**TO BE DONE**.
Without the pictures, can you quote each line below exactly?

**SUPPLIED MATERIAL**.

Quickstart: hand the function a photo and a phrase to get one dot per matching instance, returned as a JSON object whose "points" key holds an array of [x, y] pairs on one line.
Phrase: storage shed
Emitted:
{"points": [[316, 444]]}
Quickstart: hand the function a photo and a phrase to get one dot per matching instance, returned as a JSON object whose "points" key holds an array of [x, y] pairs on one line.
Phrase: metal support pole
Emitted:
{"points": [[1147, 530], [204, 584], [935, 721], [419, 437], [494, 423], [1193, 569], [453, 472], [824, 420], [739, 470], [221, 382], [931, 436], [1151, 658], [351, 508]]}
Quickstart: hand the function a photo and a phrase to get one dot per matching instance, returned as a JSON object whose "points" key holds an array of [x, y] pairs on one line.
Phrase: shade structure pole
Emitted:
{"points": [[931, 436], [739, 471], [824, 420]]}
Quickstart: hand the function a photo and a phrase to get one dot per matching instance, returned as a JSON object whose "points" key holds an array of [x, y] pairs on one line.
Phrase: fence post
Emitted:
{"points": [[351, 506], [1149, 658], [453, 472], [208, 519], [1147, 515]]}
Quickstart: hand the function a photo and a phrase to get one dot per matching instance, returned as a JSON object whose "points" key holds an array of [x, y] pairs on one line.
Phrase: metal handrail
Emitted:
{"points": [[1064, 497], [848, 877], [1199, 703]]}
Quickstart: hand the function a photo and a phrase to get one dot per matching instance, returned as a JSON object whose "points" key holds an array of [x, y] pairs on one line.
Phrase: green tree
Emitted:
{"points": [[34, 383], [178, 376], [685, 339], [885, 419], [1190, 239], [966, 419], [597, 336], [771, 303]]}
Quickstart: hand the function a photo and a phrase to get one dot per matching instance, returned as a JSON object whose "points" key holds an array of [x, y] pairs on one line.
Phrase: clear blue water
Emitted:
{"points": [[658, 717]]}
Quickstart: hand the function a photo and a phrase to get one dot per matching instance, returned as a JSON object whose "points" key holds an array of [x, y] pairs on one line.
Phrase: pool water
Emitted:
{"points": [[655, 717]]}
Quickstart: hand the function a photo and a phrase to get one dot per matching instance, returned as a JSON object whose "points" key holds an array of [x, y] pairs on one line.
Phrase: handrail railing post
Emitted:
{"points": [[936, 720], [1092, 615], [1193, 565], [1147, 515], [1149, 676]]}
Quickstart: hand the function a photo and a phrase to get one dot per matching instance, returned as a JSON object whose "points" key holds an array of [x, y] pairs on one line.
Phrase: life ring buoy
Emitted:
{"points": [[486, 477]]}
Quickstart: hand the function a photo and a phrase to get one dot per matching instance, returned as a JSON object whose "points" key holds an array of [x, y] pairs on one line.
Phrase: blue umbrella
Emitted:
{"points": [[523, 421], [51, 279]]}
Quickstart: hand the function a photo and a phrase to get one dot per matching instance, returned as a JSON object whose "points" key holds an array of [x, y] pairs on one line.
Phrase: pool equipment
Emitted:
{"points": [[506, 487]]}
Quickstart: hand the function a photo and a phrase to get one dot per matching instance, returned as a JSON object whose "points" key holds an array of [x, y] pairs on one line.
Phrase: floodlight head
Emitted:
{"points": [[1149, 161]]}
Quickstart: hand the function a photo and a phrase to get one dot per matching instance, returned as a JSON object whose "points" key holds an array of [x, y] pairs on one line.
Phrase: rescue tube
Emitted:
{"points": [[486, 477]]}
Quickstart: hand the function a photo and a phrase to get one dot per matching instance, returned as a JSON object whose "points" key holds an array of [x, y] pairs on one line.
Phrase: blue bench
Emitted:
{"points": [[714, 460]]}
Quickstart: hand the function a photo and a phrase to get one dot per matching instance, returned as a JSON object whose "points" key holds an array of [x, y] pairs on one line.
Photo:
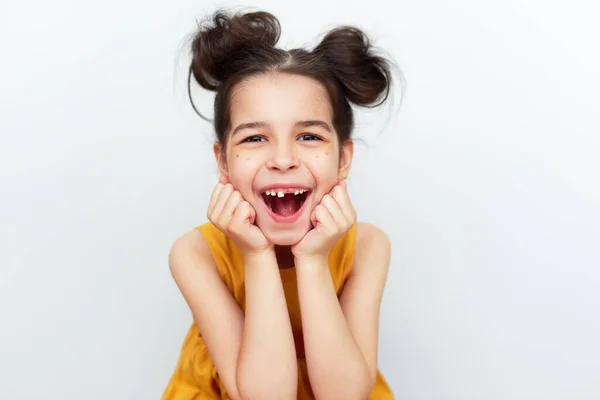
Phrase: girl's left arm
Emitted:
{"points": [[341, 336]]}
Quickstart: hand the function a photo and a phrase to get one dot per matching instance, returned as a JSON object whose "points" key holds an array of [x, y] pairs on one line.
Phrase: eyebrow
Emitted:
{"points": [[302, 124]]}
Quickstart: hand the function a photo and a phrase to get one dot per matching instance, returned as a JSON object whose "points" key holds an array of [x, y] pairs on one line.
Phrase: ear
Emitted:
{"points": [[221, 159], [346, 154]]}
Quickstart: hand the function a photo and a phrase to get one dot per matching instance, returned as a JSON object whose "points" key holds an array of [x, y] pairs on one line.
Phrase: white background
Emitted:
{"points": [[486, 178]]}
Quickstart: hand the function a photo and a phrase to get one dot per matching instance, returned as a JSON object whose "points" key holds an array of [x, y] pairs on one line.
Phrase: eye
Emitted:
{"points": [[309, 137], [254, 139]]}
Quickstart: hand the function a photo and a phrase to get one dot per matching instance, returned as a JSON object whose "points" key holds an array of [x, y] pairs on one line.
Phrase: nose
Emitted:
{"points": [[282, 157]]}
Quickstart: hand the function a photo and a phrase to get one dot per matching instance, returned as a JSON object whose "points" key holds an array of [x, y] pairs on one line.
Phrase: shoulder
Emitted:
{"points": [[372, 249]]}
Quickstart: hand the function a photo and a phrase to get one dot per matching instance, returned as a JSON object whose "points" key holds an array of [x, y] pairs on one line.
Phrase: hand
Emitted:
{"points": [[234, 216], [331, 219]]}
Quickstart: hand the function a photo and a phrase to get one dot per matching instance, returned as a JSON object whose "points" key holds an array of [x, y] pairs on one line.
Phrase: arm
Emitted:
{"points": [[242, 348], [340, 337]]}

**OUTPUT OF THE EXERCISE**.
Quickstart: hand the function a photo and a phrase to get one dot per matching instance, returned as a JSON object whose "points" key holds an array of [x, y] pairs on one line.
Phrase: storage shed
Emitted:
{"points": [[316, 444]]}
Quickstart: hand the function a photo and a phrase to get one dot per matching instance, returned as a JSON object whose "points" key holds an array of [x, y] pairs on one line.
Phrase: metal support pole
Emitted:
{"points": [[1147, 530], [204, 584], [935, 721], [419, 437], [494, 423], [1193, 569], [453, 472], [824, 420], [739, 470], [221, 382], [931, 436], [1151, 658], [351, 508]]}
Quickstart: hand the function a photo and a phrase to get one dot per matching instance, returned as a JSON object whose "points" key holds an array of [x, y] pairs on one line.
Phrase: shade structure pole
Emitted:
{"points": [[931, 436], [739, 471], [824, 420]]}
Quickstart: hand the function a photo and a phrase to get one dot per matching instance, returned as a JSON object whose "points" key holds an array of [x, y] pairs on one line.
Phrase: fence post
Emitted:
{"points": [[351, 506], [1149, 658], [453, 472], [208, 519], [1147, 515]]}
Quickstart: hand the function a photo and a phrase to get one dot per matching instance, returned as a JSON object whose "points" key holds an array of [x, y] pairs on one line.
Phrase: metal handrail
Emitted:
{"points": [[1064, 497], [848, 877], [1199, 703]]}
Quickstart: hand the function a photo and a phrase to get one dot per matching instance, returned as a JSON object whose "points" key holds an array of [x, y] pairs on one line.
Phrase: green tree
Emitted:
{"points": [[34, 383], [178, 376], [685, 339], [885, 419], [1190, 239], [966, 419], [597, 336], [771, 303]]}
Quickstart: hand the function a photo and a phrase to get one dot per matching instance, returned as a JSON object whose "points" key holds an array of [x, y] pairs on one line.
Phrase: clear blue water
Emitted:
{"points": [[658, 717]]}
Quickstart: hand the function a photo and a phrase to get one dot per matching instance, returned as a JSON object whose "points" key holds an array of [x, y] pairs on one line.
Phrase: pool water
Emitted:
{"points": [[655, 717]]}
Quickstart: hand the function a photo and a phrase to get one dot per matching instance, returned as a JSON object whose "points" key holds an array of [x, y] pairs on one line.
Phrase: handrail railing post
Emitted:
{"points": [[936, 720], [1092, 615], [1193, 565], [1147, 515], [1149, 676]]}
Quickstart: hand the function a photo and a phrase to get one dot per matching instance, returned as a JSON object whose "points" key holds an array of [x, y] pairs on one line.
Phrase: life ring buoy
Emitted:
{"points": [[486, 477]]}
Quickstart: hand the function a photo and a phrase to get one dot per matching instance, returned as a JSON object whose "points" key holds an array of [x, y] pairs on one line.
Phrase: blue umbrella
Emitted:
{"points": [[523, 421], [51, 279]]}
Quickstart: hand the function a photo and a phrase to get one dot per matching instance, returned as a JSON object whose "points" key holds an array of [x, y] pairs on one line.
Phrase: pool equipment
Emitted:
{"points": [[506, 487]]}
Quickstart: hand the function a photo and a phrase to get one dot per matching instance, returned as a JSON object whose "points" key holds an array of [x, y] pairs on one line.
Phrase: floodlight head
Emitted:
{"points": [[1149, 161]]}
Quickstart: hand the function a photo and a phrase to get one dot per matching instance, returned as a JSON object whose "points" key holds an array of [x, y] pairs on one line.
Phrase: rescue tube
Emitted:
{"points": [[486, 477]]}
Quickstart: hand the function a photo and a phrase to get one dot per matching instance, returned as a JSON object whose "points" key holds an array of [x, y] pairs on one line.
Phrase: blue bench
Emitted:
{"points": [[714, 460]]}
Quickstart: hand the function a photo and a phrase to get one dot per matching instance, returned as a JSON object whose "points" key holds an array of [x, y] pairs on one line.
Photo:
Phrase: girl's left arm
Emitted:
{"points": [[341, 336]]}
Quickstart: hand the function a photo and a phrase to get one dot per matching instance, returned as a JSON object whose "points" key holds an array of [x, y] pairs on one line.
Phrase: eyebrow
Emitted:
{"points": [[302, 124]]}
Quickstart: hand the function a photo and a phrase to get one dot per matching instance, returned as a JSON object whose "points" key holds an array of [x, y] pairs on one line.
Phrase: ear
Emitted:
{"points": [[221, 159], [346, 154]]}
Quickstart: hand the function a photo and a phrase to get one dot per matching instance, returned as a JSON object whose "points" key holds an array of [x, y] pairs on one line.
Phrase: white background
Emitted:
{"points": [[486, 178]]}
Quickstart: hand the function a photo and a phrase to get one dot per matching instance, returned as a JSON object whose "points" key holds an array of [x, y] pairs on one line.
Phrase: eye
Emitted:
{"points": [[309, 137], [254, 139]]}
Quickstart: hand the function a photo and a phrase to get one dot per matching instance, returned as a JSON object whose "points" key holds an array of [x, y] pairs on one line.
Phrase: nose
Emitted:
{"points": [[282, 157]]}
Quickstart: hand the function a photo and a phrase to get one dot per matching instance, returned as a JSON object whose "points" key holds an array of [x, y] pairs on one line.
Phrase: shoulder
Emitted:
{"points": [[372, 249]]}
Quickstart: hand the function a photo and a phrase to get one dot per matching instance, returned as a JSON object whose "points" key holds an array of [x, y] pairs on one line.
Phrase: hand
Emitted:
{"points": [[234, 216], [331, 219]]}
Quickstart: hand the function a photo and a phrase to get one dot per matching instance, returned as a JSON object whose "points" key holds an array of [x, y] pairs on one line.
Phrase: arm
Emitted:
{"points": [[242, 348], [340, 337]]}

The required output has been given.